──────── Vorliegender Text
Sommer: Die Herausforderung, nationalstaatliche und andere Partikularinteressen zu einem gemeinsamen globalen Handeln zusammenzuführen, prägt die Weltklimapolitik seit ihren Anfängen. Das ist mal mehr, oft weniger gut gelungen. Paris ist hier definitiv ein Fortschritt. Wir sollten uns von den aktuellen innereuropäischen Konflikten nicht täuschen lassen, das wäre kurzsichtig. Heute ist die Zahl der Staaten mit demokratischer Verfassung höher als je zuvor in der Geschichte der Menschheit, daran ändern auch die ein oder anderen nationalistischen oder rechtspopulistischen Auswüchse nichts.

UD: Ein zentraler Punkt in der Umsetzung, den auch die G7 Gruppe in Elmau beschlossen hat, ist die Dekarbonisierung. Da bleibt es aber auch oft bei Bekenntnissen. Tatsächlich werden weltweit weitere Milliarden in die Kohleverstromung investiert. Wie schätzen Sie die Energiewende international ein?

Sommer: Wir stehen international erst am Anfang der Energiewende – und auch in Deutschland haben die Umbrüche erst begonnen. Das verdrängen viele Verantwortliche in Politik und Wirtschaft. Gerade bei uns glauben noch zahlreiche Manager, dass der Klimawandel ausgerechnet ihre Branche nicht grundlegend umkrempeln würde. Das ist naiv, egoistisch und auch nicht wirklich klug. Die Gesellschaft, aber auch die Ökonomie der Zukunft wird sich völlig von den heutigen Standards unterscheiden. Das wird auch unsere private Lebenswelt beeinflussen. Die Zukunft liegt zum Beispiel eben NICHT in einem straßengebundenen Individualverkehr, in dem wir alle mit elektrischen 2 Tonnen SUVs unterwegs sind. Es wird diese Form der Mobilität schon in zwei Generationen nicht mehr in dieser Dimension geben. Und das ist nur ein Teilbereich. Die Herausforderung wird sein, diesen historischen Wandel demokratisch, rechtsstaatlich, solidarisch und fair gemeinsam zu gestalten, statt sich aus der Hintertür zu schleichen. Hier appelliere ich gerade an die Wirtschaft, diese Herausforderungen anzunehmen, darin liegen auch große Chancen.
────────────────
──────── Gespeicherte Zeilen
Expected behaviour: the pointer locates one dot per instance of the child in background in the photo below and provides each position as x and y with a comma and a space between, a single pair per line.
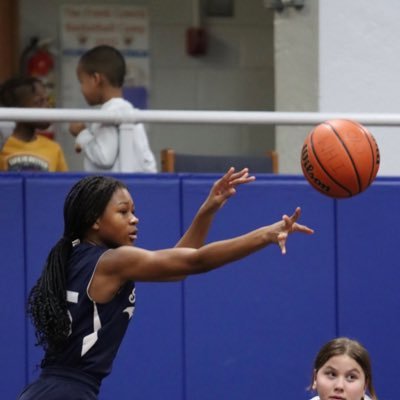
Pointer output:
109, 147
342, 370
85, 297
25, 149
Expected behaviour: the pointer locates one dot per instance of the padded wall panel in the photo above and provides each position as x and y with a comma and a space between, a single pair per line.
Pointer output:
369, 276
12, 287
252, 324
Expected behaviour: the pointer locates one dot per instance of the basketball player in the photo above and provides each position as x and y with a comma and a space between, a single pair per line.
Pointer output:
82, 303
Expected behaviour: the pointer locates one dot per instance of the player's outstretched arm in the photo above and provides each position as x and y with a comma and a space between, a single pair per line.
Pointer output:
221, 191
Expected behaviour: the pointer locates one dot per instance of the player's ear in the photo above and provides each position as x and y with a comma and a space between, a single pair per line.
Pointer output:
97, 78
314, 385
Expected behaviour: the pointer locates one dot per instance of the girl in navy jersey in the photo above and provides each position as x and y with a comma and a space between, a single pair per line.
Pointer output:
82, 303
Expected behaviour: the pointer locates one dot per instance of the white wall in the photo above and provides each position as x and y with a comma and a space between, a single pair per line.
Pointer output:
236, 74
338, 56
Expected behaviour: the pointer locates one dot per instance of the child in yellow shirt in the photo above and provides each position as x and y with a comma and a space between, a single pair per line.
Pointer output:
25, 150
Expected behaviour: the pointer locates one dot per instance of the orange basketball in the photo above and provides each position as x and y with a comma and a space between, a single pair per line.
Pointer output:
340, 158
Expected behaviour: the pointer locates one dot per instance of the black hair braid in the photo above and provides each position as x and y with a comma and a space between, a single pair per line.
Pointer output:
47, 305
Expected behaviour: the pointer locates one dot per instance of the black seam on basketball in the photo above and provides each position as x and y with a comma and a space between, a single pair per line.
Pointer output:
324, 169
372, 150
350, 157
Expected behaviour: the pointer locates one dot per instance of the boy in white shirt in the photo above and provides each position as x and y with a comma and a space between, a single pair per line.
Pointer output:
106, 146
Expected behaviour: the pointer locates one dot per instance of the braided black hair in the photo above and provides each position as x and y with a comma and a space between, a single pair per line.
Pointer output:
47, 305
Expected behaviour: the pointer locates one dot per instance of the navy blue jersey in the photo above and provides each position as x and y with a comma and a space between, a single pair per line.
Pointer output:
96, 329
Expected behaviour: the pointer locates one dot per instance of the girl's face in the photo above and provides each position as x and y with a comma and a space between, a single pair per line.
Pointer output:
340, 378
36, 98
117, 226
89, 86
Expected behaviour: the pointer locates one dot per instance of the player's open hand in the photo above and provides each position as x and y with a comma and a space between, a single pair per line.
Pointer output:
225, 187
288, 225
76, 127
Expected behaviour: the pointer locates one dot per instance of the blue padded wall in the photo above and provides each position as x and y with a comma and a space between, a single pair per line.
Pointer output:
12, 286
251, 325
369, 276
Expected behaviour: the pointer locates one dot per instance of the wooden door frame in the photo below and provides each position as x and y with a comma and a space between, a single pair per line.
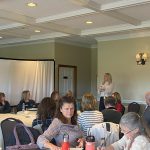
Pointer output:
75, 77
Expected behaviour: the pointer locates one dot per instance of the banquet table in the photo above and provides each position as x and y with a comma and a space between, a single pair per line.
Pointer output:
26, 117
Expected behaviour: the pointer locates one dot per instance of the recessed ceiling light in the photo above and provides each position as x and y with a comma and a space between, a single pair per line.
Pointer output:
89, 22
37, 31
31, 4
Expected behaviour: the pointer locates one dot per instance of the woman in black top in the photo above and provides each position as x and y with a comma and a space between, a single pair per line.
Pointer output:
26, 101
4, 105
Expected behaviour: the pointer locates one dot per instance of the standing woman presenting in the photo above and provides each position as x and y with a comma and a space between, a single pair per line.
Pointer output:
105, 89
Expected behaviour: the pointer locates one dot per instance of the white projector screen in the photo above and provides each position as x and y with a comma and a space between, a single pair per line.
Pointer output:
37, 76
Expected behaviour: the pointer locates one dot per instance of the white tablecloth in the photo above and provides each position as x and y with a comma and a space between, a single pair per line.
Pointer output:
26, 117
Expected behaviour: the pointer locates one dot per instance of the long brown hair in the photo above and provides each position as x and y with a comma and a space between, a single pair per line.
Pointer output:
46, 109
59, 115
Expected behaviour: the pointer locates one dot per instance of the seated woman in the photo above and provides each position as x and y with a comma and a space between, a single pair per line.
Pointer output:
119, 105
136, 134
89, 116
55, 96
69, 93
45, 113
65, 122
25, 100
110, 113
4, 105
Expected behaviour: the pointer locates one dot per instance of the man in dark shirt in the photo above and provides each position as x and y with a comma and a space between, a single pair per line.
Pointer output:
146, 114
110, 113
4, 105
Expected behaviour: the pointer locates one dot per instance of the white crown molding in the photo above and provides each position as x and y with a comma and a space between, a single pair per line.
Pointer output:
33, 38
127, 101
95, 6
76, 13
122, 4
28, 43
16, 17
74, 43
115, 29
123, 36
10, 26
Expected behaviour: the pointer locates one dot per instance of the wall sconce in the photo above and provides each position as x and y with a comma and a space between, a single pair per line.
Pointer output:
141, 58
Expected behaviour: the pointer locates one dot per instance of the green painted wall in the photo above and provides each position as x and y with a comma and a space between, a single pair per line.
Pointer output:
76, 56
118, 58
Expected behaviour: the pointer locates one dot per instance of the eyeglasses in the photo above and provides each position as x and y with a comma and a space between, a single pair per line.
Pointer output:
124, 132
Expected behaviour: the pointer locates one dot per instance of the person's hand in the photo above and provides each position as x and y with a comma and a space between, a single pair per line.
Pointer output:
3, 102
81, 143
51, 146
54, 147
101, 148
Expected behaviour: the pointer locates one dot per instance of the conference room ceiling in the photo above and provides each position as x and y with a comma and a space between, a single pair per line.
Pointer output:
66, 19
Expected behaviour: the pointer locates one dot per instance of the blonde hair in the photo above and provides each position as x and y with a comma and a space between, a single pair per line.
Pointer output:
88, 102
117, 96
109, 77
24, 94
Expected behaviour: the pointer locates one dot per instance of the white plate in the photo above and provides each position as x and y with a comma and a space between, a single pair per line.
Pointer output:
32, 109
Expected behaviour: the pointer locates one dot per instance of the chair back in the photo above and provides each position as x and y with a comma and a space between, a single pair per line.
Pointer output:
24, 137
107, 130
134, 107
123, 109
7, 127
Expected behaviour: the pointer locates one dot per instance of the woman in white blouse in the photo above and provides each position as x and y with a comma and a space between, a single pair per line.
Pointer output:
105, 89
136, 134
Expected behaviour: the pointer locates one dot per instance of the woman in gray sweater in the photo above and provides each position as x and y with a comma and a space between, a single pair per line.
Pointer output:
65, 121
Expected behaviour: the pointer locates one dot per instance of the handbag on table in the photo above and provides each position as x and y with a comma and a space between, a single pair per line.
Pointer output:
18, 146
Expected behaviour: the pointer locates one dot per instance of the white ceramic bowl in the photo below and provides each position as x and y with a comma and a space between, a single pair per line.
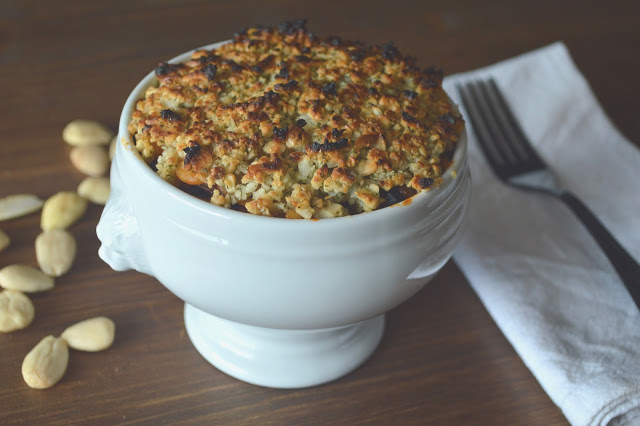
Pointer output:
278, 302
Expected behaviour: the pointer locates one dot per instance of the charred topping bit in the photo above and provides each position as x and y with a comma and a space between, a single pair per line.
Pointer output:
283, 74
287, 124
397, 194
280, 133
235, 67
410, 119
170, 115
292, 27
191, 152
390, 52
446, 124
330, 89
410, 94
165, 68
329, 146
288, 86
210, 71
425, 182
271, 97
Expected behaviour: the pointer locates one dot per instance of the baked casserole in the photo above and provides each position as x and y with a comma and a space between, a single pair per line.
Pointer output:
279, 122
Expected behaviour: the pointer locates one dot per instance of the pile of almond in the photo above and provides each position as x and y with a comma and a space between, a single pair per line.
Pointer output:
55, 250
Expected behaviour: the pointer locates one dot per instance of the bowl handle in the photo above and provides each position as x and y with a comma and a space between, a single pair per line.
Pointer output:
118, 230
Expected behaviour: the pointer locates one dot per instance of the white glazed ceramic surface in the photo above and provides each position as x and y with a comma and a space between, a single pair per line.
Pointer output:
265, 293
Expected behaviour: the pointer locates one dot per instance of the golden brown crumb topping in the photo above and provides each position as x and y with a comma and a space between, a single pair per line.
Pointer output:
281, 123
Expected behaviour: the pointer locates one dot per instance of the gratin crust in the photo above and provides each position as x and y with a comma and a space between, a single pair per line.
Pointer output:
279, 122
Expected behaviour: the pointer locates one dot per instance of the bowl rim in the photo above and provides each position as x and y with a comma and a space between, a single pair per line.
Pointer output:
453, 174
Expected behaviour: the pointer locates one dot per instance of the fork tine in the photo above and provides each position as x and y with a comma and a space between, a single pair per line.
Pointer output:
513, 132
494, 156
500, 138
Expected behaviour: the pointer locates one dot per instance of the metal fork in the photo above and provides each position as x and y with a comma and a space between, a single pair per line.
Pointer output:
514, 160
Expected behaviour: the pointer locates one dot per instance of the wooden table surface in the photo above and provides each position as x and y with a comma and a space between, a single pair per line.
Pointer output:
442, 359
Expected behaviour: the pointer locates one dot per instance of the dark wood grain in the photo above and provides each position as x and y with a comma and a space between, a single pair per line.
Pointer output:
442, 359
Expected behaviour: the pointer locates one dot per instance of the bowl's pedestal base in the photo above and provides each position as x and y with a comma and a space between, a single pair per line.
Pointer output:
282, 358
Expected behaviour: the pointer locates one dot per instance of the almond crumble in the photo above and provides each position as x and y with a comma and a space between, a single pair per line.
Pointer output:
280, 122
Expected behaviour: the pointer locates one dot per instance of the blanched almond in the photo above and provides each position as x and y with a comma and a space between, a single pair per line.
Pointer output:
18, 205
16, 311
62, 210
90, 160
112, 147
55, 251
96, 190
47, 362
86, 132
90, 335
24, 278
4, 240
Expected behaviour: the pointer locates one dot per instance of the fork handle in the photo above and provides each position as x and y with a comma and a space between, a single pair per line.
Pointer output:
628, 269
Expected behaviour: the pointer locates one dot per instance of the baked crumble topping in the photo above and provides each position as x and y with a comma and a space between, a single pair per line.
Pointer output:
279, 122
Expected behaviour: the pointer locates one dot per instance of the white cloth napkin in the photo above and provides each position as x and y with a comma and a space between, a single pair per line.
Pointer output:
541, 276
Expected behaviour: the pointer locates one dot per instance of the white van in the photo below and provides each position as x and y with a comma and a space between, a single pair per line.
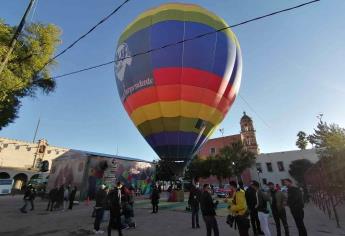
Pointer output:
6, 186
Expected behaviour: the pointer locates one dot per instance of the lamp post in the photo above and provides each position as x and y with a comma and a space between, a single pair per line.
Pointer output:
259, 171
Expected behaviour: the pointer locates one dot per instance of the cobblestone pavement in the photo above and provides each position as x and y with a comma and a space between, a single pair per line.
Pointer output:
172, 220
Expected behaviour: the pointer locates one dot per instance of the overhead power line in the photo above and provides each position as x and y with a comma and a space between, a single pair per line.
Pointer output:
184, 40
84, 35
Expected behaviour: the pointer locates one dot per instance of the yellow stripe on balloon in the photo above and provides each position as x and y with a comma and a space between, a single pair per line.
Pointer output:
175, 109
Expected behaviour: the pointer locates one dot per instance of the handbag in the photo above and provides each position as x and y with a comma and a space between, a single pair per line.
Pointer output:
242, 222
230, 219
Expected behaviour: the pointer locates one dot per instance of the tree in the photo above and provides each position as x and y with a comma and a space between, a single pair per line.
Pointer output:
21, 77
220, 167
164, 170
240, 158
298, 168
329, 140
302, 141
197, 168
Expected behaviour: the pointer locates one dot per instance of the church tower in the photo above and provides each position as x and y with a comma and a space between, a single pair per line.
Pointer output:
248, 134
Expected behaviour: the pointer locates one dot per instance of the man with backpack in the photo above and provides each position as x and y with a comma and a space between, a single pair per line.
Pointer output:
101, 198
194, 202
114, 204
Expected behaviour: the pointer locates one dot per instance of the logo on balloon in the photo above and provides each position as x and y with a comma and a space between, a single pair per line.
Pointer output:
123, 59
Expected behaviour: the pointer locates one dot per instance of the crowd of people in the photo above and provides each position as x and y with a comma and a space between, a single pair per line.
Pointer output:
249, 206
58, 198
119, 202
252, 206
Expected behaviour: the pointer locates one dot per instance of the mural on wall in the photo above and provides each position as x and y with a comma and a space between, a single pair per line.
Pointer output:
68, 170
110, 170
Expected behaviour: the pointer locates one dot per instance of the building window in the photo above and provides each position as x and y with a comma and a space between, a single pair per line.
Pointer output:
269, 166
264, 181
259, 167
280, 166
────────────────
§ Anforderung 1: Was hat die G7-Gruppe in Elmau laut dem Interview zur Klimapolitik beschlossen?
§ Anforderung 2: Fahre mit dem Interview zur Klimapolitik fort und schreibe es im Anschluss an seinen letzten Satz weiter.

§ Richtige Antwort 1: Die Dekarbonisierung als zentralen Punkt der Umsetzung.

§ Richtige Antwort 2:
Der Vorwurf an erneuerbare Energieträger lautet, dass der Strom zu teuer sei und gerade ärmere Schichten und Länder ausgeschlossen werden. Stimmt das noch oder gibt es mittlerweile neue technische Entwicklungen?

Sommer: Mit Verlaub, das ist Humbug. Die gewerblichen Energiekosten in Deutschland sind viel zu billig, preisen die Umweltbelastungen gerade der NICHT nachhaltigen Energieträger nicht ein, wie wir es gerade bei der Atomenergie merken, bei der die Entsorgungskosten in Milliardenhöhe am Ende am größtenteils am Steuerzahler – auch am Gewerbesteuerzahler – hängen bleiben. In der dritten Welt erleben wir aktuell, dass es durchaus Entwicklungspotenziale gibt, bei denen die Phase der CO2-basierten Energiegewinnung direkt übersprungen wird. Die Technik ist da. Und eine Hütte in Zentralafrika können Sie mit einer Solarzelle in der Größenordnung von wenigen Euro beleuchten. Dort ist erst durch die Erneuerbaren überhaupt eine lokale Stromversorgung möglich geworden.

Deutschland sehe ich hier wie andere Industrienationen auch in einer doppelten historischen Verantwortung. Unser Fortschritt war nur möglich, weil wir weit mehr Ressourcen verbraucht haben, als uns eigentlich aufgrund unseres Bevölkerungsanteils zusteht. Unser Fortschritt war zu einem gewissen Grade parasitär. Wir sind heute in der Verpflichtung, die Technologien der Zukunft zu entwickeln und zu demonstrieren, dass eine moderne Gesellschaft dekarbonisiert funktionieren kann und zugleich den weniger entwickelten Ländern dabei zu helfen, unsere Fehler nicht zu kopieren. Das ist eine große Herausforderung, aber wir können das schaffen.

Im Buch heißt es im Kapitel über die Zivilgesellschaft „Plant ihr mal, wir fangen dann schon mal an“. Sind solche Alleingänge eine realistische Antwort auf die politische Trägheit? Heißt es jetzt anfangen und der Rest kommt schon irgendwann nach?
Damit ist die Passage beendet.